Annotated coordinate records

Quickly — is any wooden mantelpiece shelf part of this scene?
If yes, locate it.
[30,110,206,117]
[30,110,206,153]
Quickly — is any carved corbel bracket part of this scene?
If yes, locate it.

=== PROBLEM DETAILS ===
Output the items above line for line without any changes.

=== RESPONSE FOR THIS EXERCISE ===
Quickly — is any wooden mantelpiece shelf part of this scene?
If yes, locate it.
[30,110,206,117]
[30,110,206,153]
Quickly — is any carved corbel bracket part of this scene?
If yes, locate it.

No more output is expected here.